> Data for processing
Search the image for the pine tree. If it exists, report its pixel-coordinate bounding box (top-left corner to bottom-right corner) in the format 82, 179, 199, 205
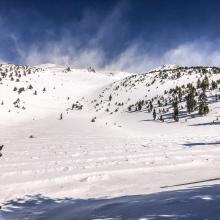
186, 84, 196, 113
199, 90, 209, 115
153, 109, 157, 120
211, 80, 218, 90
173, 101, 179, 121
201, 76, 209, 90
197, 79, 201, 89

> Job
Rescale these items: write out every line again, requests included, but multiply each bounding box coordinate in the answers by 1.5 and round to whole numbers, with halves going up. Keep the numbers in the requests and their format samples as they are, and leave the pictures out.

> Finished answer
Search the image for the pine tree. If it exists, report its pixel-coordinate bounding box (top-left corner to bottom-right corner) in the format 82, 179, 199, 205
279, 126, 294, 170
299, 135, 314, 173
230, 164, 236, 180
317, 120, 327, 135
260, 152, 269, 182
302, 114, 314, 135
296, 119, 302, 134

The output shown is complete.